• _Stored entries_:
^^^^^^^^^^^^^^^^

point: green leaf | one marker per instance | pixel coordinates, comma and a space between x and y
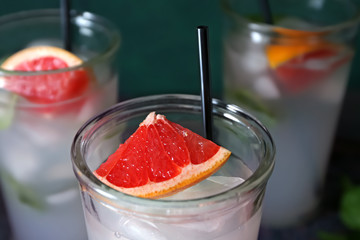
7, 108
26, 195
350, 208
251, 102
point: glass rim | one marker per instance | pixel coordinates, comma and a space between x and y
86, 177
265, 27
40, 13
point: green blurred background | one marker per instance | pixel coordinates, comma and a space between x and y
159, 48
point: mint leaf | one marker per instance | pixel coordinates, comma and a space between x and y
251, 102
26, 195
7, 108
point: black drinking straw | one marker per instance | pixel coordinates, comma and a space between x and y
65, 23
266, 11
206, 104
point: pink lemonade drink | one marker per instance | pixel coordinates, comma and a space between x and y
227, 205
46, 94
292, 75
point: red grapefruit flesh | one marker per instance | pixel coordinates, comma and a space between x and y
160, 159
45, 87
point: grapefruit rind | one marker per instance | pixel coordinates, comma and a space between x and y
190, 175
32, 53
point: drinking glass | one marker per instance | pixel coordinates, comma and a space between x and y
292, 75
39, 188
224, 206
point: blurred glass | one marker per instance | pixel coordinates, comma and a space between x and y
292, 75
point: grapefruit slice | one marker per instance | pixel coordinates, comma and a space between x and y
160, 159
300, 65
45, 87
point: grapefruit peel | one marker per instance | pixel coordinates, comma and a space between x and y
45, 88
289, 62
189, 175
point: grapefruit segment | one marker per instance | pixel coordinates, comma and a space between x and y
160, 159
45, 87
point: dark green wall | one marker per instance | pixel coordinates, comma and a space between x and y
159, 47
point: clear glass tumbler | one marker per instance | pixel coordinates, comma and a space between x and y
39, 188
224, 206
292, 75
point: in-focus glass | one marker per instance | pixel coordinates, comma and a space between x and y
224, 206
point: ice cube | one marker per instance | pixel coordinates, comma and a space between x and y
211, 186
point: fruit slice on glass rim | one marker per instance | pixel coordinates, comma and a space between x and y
160, 159
298, 65
48, 86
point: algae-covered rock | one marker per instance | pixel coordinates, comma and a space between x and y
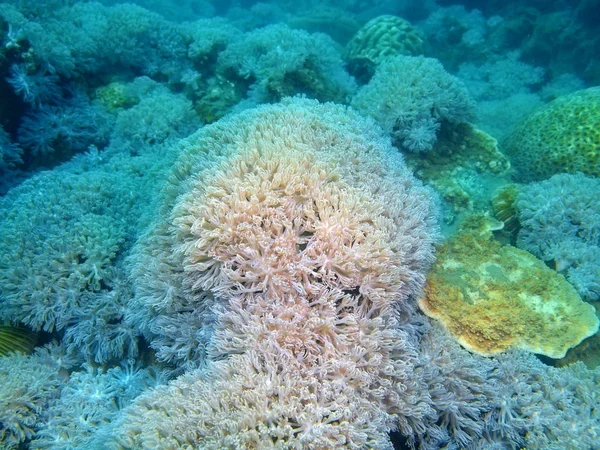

^^^^^^^^^^^^^^^^

• _GIVEN EXERCISE_:
Convert each line of the data above into a string in a JSON list, one string per line, and skip any blank lines. Leave the pictures out of the result.

• _RESPONSE_:
[
  "point: green leaf | one marker per instance | pixel coordinates, comma and a space between x and y",
  "7, 108",
  "26, 195",
  "350, 208",
  "251, 102",
  "point: glass rim | one marker per instance | pixel coordinates, comma and a space between x and y",
  "86, 177",
  "265, 27",
  "40, 13",
  "point: green blurred background | one marker per instance | pixel coordinates, comma and a space between x and y",
  "159, 48",
  "point: mint leaf | one marker per instance | pixel coordinates, comma and a space between x and y",
  "251, 102",
  "26, 195",
  "7, 108",
  "point: black drinking straw | one marker per instance | pixel coordinates, comma and a space between x and y",
  "65, 23",
  "266, 11",
  "206, 104",
  "point: pink lemonade drink | one marker per instance | pixel coordinates, comma and a space between x and y",
  "227, 205",
  "46, 94",
  "292, 75",
  "point: red grapefruit flesh | one marker per instance | pixel coordinates, comma and a space between x and y",
  "160, 159",
  "45, 87",
  "point: grapefruit rind | one marker per instance | pixel coordinates, comma and a space between x and y",
  "190, 175",
  "32, 53",
  "point: drinking glass | one marker per instance | pixel coordinates, comma and a space between x and y",
  "292, 75",
  "39, 188",
  "224, 206",
  "point: blurred glass | one marker per instance | pixel coordinates, comma and a space between x and y",
  "292, 75",
  "point: grapefruit slice | one marker per instance | pixel coordinates, comma and a space between x and y",
  "160, 159",
  "300, 65",
  "45, 87",
  "point: grapefruit peel | one marker per instance | pixel coordinates, comma and a space between x and y",
  "45, 88",
  "289, 62",
  "189, 175",
  "point: grapefruit segment | one marker per instance | pixel coordinates, comma and a space between x and y",
  "160, 159",
  "45, 87",
  "point: dark green wall | one marker per instance | pixel coordinates, comma and a space between x and y",
  "159, 47",
  "point: clear glass tumbler | one marker per instance | pixel coordinates, comma and a space between x and y",
  "39, 188",
  "224, 206",
  "292, 75",
  "point: in-focus glass | one marker per instance | pixel coordinates, comma and a space between x and y",
  "224, 206",
  "point: ice cube | one marker per instance | pixel coordinates, comma and a space between x and y",
  "211, 186",
  "point: fruit slice on glass rim | one marker per instance | pixel coordinates, comma and a space between x and y",
  "160, 159",
  "298, 65",
  "48, 86",
  "point: algae-covered rock | one marker per instance | pixel coordinates, comma and a space between x and y"
]